*About this task:* The response must consist of all the records, retyped exactly.

Data excerpts
......

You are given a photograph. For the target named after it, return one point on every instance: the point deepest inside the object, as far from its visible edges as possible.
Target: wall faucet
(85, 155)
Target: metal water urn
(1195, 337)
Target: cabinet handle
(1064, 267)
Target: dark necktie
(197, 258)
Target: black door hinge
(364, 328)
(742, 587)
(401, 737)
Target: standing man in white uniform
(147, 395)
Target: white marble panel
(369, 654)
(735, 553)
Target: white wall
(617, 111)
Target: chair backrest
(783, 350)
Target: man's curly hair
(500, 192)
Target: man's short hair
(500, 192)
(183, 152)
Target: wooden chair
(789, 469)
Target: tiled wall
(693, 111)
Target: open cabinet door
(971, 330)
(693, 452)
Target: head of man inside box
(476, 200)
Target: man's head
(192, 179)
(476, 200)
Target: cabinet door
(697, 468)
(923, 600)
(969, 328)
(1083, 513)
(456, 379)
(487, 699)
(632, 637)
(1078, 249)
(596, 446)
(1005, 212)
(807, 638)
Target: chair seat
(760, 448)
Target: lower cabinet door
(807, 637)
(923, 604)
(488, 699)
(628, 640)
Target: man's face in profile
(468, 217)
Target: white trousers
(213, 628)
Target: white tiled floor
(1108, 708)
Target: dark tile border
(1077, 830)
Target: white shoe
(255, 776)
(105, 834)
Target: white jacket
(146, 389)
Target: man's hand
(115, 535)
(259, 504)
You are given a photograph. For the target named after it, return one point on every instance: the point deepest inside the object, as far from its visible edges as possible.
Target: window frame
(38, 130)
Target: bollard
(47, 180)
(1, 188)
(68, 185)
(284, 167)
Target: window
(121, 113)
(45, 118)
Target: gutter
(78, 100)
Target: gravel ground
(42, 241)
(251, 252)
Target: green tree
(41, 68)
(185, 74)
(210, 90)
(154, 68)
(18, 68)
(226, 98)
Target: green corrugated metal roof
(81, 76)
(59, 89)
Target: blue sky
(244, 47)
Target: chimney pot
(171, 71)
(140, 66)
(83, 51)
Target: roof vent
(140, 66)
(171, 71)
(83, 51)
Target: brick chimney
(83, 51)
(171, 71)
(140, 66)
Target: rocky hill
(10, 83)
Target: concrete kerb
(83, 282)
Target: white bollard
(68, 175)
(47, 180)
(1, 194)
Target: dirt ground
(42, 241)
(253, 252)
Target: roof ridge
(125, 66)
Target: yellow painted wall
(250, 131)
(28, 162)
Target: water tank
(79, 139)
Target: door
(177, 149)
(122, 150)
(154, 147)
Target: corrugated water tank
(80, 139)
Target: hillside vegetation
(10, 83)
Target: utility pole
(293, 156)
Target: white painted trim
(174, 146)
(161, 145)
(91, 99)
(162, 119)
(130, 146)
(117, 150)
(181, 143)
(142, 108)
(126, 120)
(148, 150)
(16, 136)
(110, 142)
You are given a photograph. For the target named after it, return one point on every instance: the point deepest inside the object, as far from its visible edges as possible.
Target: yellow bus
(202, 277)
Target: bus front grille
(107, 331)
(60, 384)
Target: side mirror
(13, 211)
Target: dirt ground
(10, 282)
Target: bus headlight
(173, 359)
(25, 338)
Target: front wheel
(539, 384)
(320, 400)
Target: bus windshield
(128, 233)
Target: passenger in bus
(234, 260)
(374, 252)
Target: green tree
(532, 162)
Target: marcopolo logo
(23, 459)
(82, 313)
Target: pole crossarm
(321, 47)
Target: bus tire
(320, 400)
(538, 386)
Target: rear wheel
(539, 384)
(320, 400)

......

*Solved exercise:*
You are given a photograph. For the target named after it, return one point on every instance: the point deepest inside the object, as far from its visible edges as possible.
Target: wall faucet
(85, 155)
Target: metal water urn
(1195, 337)
Target: cabinet handle
(1064, 267)
Target: dark necktie
(197, 258)
Target: black door hinge
(364, 328)
(742, 587)
(401, 737)
Target: standing man in white uniform
(147, 395)
Target: white marble panel
(369, 654)
(735, 553)
Target: white wall
(617, 111)
Target: chair backrest
(783, 350)
Target: man's curly hair
(500, 192)
Target: man's short hair
(500, 192)
(183, 152)
Target: wooden chair
(789, 469)
Target: tiled wall
(693, 111)
Target: open cabinet door
(971, 330)
(693, 452)
Target: head of man inside box
(476, 200)
Target: man's head
(192, 179)
(476, 200)
Target: cabinet door
(697, 468)
(923, 600)
(969, 328)
(1083, 513)
(456, 379)
(487, 699)
(632, 637)
(1078, 249)
(596, 446)
(1005, 212)
(807, 638)
Target: chair seat
(760, 448)
Target: lower cabinet door
(807, 637)
(923, 604)
(488, 699)
(628, 640)
Target: man's face in profile
(468, 217)
Target: white trousers
(213, 628)
Target: white tiled floor
(1108, 708)
Target: dark tile border
(1077, 830)
Target: white shoe
(255, 776)
(105, 834)
Target: white jacket
(146, 389)
Target: man's hand
(115, 535)
(259, 504)
You are given a photograph. For the target named after it, return one point on every instance: the point deepest inside the object, as far from its visible edges as possible.
Target: window frame
(38, 130)
Target: bollard
(47, 180)
(1, 188)
(68, 185)
(284, 167)
Target: window
(121, 113)
(45, 118)
Target: gutter
(78, 100)
Target: gravel ground
(42, 241)
(251, 252)
Target: green tree
(41, 68)
(185, 74)
(210, 90)
(154, 68)
(18, 68)
(226, 98)
Target: green corrugated metal roof
(81, 76)
(59, 89)
Target: blue sky
(244, 47)
Target: chimney pot
(171, 71)
(140, 66)
(83, 51)
Target: roof vent
(140, 66)
(171, 71)
(83, 51)
Target: brick chimney
(83, 51)
(171, 71)
(140, 66)
Target: rocky hill
(10, 83)
Target: concrete kerb
(83, 282)
Target: white bollard
(68, 175)
(47, 180)
(1, 194)
Target: dirt ground
(42, 241)
(253, 252)
Target: roof ridge
(125, 66)
Target: yellow painted wall
(250, 131)
(28, 162)
Target: water tank
(79, 139)
Target: door
(177, 149)
(122, 150)
(154, 147)
Target: corrugated water tank
(80, 139)
Target: hillside vegetation
(10, 83)
Target: utility pole
(293, 156)
Target: white painted trim
(174, 146)
(161, 145)
(91, 99)
(162, 119)
(130, 146)
(117, 150)
(181, 143)
(142, 108)
(126, 120)
(148, 150)
(16, 136)
(110, 142)
You are given a photograph. For the target named after it, return one point on every instance: the point deepest inside the object, as far from its visible edges as possible.
Target: yellow bus
(202, 277)
Target: bus front grille
(107, 331)
(60, 384)
Target: side mirror
(13, 211)
Target: dirt ground
(10, 282)
Target: bus headlight
(173, 359)
(25, 338)
Target: front wheel
(539, 384)
(320, 400)
Target: bus windshield
(128, 233)
Target: passenger in bus
(234, 260)
(374, 252)
Target: green tree
(532, 162)
Target: marcopolo logo
(23, 459)
(82, 313)
Target: pole crossarm
(321, 47)
Target: bus tire
(320, 400)
(538, 386)
Target: rear wheel
(539, 384)
(320, 400)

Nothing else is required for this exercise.